[[ TASK INPUT open ]]
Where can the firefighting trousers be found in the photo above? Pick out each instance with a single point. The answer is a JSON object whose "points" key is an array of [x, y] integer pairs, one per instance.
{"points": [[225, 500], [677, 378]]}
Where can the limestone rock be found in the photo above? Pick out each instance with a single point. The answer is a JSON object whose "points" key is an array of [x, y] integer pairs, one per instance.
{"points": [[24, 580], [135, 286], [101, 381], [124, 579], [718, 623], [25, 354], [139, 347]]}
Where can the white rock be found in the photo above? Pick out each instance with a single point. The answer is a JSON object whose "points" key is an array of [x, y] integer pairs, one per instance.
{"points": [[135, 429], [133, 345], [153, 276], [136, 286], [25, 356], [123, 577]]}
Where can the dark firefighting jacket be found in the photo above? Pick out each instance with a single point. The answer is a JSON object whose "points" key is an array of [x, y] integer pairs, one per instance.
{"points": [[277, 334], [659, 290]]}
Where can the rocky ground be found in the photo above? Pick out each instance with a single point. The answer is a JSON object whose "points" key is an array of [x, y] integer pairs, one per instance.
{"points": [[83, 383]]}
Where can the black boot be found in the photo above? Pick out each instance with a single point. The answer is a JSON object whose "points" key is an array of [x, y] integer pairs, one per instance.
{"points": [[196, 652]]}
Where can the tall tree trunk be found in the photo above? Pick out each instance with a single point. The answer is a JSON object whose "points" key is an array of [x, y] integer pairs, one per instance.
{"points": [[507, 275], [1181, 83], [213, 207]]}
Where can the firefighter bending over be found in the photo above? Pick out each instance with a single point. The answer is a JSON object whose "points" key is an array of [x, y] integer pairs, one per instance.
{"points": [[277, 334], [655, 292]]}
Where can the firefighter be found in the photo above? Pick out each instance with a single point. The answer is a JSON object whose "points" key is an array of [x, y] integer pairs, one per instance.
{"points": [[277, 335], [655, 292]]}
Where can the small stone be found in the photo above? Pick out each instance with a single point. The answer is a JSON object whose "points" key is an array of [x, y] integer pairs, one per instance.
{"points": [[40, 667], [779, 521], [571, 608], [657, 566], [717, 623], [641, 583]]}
[[ TASK INPUT closed ]]
AIM OF THE TASK >>
Please reproduce all of the records exactly as they stand.

ANSWER TO THE EXERCISE >>
Where can the firefighting trousers be found in the photo above? Pick out each instance with a single point. The answer is a JSON object whose "points" key is an array of [x, y] integer pairs, one per instance.
{"points": [[225, 500], [677, 378]]}
Where can the limestone rock be found in the photo above? Pick out each instance with a single point. The answer is a JSON object whose "points" key is an array of [x, y] integer pairs, one per instance.
{"points": [[24, 580], [135, 286], [101, 381], [124, 579], [718, 623], [25, 354], [139, 347]]}
Where can the white rock be found in the photo above? Pick out each instance with a single point. The answer is a JSON object whose "points" key is an array of [x, y] integer pairs, one per instance.
{"points": [[135, 429], [133, 345], [153, 276], [136, 286], [25, 356], [123, 577]]}
Where can the dark firefighting jacket be found in the photo above? Pick out each instance with a single point. The answer is a JSON object whose "points" key is an array of [x, y] integer pairs, one per instance.
{"points": [[277, 334], [659, 290]]}
Where can the rocky ground be found in the photo above? Pick out each instance with a single point. The answer is a JSON object whose "points" key is an array of [x, y] integer pairs, one per instance.
{"points": [[83, 383]]}
Where can the black boot be found in the photo above? Pick out each instance with a single point. The answer is a JSON object whose "points" key is an array of [x, y] integer pairs, one per instance.
{"points": [[196, 652]]}
Where can the tall tree trunk be found in the photo above? Pick out each instance with a single point. The answer is a JSON object whose "points" key is an array of [x, y] integer pairs, one per instance.
{"points": [[507, 275], [1181, 83], [213, 207]]}
Where can the firefighter bending over be found in the photo above? Pick out each instance with a single point. The answer is a JSON object whose "points" key is an array of [x, y] integer pairs, one per instance.
{"points": [[277, 334], [655, 292]]}
Where can the firefighter be found in the photo above? Pick out each instance with a single point. The answer is a JSON object whose "points" key is an array of [x, y] integer pairs, one per instance.
{"points": [[277, 335], [655, 292]]}
Where can the small stone be found in the photo above? Pick out each instance with a single point. The answer is a JSON object whose "points" key is an array of [x, y] integer pairs, one per instance.
{"points": [[40, 667], [779, 521], [571, 608], [657, 566], [717, 623], [641, 583]]}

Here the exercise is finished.